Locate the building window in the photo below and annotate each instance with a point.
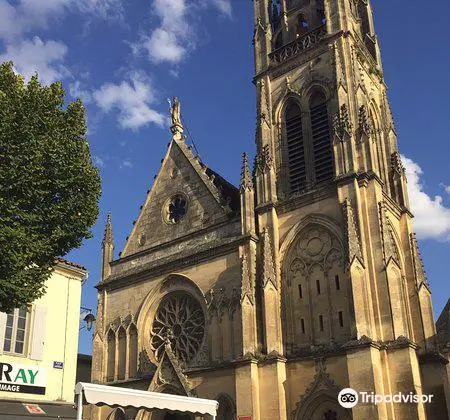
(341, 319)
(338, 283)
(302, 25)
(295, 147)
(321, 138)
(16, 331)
...
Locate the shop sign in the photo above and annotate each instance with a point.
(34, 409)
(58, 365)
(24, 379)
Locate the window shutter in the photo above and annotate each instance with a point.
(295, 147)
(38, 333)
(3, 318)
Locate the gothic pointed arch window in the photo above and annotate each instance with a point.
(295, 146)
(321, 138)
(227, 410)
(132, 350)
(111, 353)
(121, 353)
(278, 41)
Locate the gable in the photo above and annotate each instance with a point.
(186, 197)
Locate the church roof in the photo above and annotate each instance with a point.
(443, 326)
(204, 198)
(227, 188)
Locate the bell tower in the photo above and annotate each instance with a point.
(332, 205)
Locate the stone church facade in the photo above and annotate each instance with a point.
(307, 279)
...
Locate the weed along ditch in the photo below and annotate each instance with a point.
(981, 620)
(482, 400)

■ **BRIEF**
Count the lines above that contain the word "instance" and reply with the number alone.

■ **RESULT**
9